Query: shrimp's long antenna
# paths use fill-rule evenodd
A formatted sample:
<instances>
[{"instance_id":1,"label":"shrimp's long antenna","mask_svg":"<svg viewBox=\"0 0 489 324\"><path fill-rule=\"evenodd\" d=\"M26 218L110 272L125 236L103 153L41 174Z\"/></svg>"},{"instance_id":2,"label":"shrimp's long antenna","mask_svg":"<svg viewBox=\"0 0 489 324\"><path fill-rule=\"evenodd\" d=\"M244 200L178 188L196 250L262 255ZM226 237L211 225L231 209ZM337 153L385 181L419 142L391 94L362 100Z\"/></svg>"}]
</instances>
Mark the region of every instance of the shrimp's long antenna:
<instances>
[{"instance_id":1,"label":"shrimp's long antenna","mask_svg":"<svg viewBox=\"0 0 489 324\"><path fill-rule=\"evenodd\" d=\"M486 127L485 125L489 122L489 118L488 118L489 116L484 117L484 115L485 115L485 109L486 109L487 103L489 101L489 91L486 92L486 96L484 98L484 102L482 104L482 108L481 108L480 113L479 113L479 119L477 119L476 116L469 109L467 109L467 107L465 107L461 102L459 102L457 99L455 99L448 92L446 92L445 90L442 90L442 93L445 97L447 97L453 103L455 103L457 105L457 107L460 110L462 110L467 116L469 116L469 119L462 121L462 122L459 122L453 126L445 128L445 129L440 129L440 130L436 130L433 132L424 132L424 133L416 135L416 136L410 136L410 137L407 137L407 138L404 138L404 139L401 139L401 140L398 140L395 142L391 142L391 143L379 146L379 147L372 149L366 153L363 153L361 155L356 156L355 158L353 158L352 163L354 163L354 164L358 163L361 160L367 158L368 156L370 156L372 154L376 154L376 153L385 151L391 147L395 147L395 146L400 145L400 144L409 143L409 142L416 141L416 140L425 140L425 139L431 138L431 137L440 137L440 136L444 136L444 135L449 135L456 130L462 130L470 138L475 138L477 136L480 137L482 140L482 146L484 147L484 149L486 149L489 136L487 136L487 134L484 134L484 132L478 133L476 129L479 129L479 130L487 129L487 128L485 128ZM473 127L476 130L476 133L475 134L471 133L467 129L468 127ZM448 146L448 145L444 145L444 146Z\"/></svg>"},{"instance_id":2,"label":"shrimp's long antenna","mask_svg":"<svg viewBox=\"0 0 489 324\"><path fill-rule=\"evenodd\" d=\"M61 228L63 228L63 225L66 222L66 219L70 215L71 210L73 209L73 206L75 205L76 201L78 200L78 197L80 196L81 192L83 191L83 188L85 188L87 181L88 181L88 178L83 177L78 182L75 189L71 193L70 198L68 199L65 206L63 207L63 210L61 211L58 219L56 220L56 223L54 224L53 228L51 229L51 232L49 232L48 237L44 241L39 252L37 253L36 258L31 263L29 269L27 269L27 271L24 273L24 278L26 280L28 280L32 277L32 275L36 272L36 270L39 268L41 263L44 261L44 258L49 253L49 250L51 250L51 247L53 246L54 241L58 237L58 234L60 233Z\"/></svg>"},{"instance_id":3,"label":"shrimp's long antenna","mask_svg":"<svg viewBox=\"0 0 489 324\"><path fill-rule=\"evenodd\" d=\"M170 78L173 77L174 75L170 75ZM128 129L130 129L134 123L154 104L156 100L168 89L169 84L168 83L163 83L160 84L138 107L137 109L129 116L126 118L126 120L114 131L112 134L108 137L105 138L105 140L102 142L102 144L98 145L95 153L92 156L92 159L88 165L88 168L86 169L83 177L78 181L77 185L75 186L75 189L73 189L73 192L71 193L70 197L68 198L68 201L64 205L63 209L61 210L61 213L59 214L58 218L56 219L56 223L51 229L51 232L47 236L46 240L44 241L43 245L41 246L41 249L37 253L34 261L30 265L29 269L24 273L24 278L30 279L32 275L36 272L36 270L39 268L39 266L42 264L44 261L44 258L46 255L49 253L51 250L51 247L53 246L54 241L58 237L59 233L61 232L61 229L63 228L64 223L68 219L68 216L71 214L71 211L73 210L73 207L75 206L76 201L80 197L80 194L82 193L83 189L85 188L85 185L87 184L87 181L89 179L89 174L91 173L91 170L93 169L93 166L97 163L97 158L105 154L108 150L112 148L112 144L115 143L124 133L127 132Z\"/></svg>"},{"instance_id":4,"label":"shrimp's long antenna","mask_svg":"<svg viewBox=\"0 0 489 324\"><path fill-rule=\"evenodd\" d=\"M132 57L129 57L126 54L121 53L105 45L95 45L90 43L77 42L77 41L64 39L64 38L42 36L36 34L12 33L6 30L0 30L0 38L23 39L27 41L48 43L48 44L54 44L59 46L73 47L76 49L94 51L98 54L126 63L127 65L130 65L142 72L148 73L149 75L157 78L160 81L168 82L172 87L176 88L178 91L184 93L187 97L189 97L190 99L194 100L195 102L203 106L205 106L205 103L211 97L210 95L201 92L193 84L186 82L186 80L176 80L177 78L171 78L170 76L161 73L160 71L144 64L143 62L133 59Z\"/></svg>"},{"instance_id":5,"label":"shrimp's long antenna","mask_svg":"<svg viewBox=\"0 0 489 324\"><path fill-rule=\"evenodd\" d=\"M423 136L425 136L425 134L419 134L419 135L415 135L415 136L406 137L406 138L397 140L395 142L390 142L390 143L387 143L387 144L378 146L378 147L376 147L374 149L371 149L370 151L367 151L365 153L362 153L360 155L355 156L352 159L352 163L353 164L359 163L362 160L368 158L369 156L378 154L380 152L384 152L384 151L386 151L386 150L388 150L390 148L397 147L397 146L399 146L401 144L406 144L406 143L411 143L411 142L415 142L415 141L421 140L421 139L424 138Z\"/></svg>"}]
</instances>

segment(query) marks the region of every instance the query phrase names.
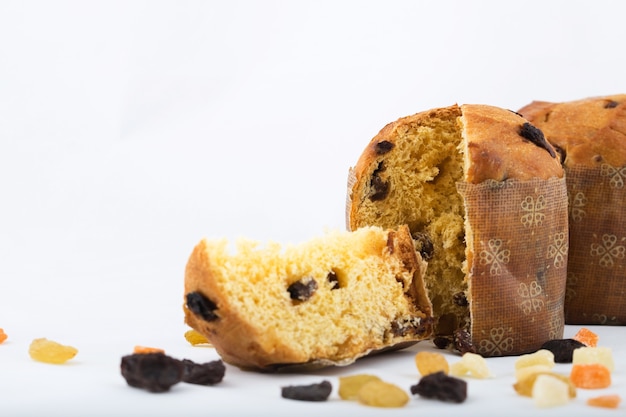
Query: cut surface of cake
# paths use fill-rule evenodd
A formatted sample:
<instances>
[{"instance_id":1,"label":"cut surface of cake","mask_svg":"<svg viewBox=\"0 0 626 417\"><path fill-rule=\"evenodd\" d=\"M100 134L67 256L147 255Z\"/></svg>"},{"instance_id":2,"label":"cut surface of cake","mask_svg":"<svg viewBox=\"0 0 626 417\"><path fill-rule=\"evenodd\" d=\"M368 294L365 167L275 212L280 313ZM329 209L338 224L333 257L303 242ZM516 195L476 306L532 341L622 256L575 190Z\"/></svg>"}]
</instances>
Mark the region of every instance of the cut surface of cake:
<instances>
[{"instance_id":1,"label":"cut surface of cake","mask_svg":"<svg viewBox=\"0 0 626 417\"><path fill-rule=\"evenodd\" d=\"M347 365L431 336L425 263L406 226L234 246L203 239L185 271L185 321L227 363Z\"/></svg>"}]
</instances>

* * * * * * * * *

> AIM OF THE EXERCISE
Could you give again, word for word, the line with "294L365 167L275 212L280" and all lines after it through the end of the data? Leave out everything else.

> RESULT
[{"instance_id":1,"label":"cut surface of cake","mask_svg":"<svg viewBox=\"0 0 626 417\"><path fill-rule=\"evenodd\" d=\"M100 134L67 256L147 255Z\"/></svg>"},{"instance_id":2,"label":"cut surface of cake","mask_svg":"<svg viewBox=\"0 0 626 417\"><path fill-rule=\"evenodd\" d=\"M368 294L365 167L275 212L280 313ZM329 209L338 224L333 257L303 242ZM516 195L476 306L532 341L622 256L575 190Z\"/></svg>"}]
</instances>
Mark the region of every instance of the cut surface of cake:
<instances>
[{"instance_id":1,"label":"cut surface of cake","mask_svg":"<svg viewBox=\"0 0 626 417\"><path fill-rule=\"evenodd\" d=\"M347 365L431 336L425 263L406 226L234 246L203 239L185 271L185 321L227 363Z\"/></svg>"}]
</instances>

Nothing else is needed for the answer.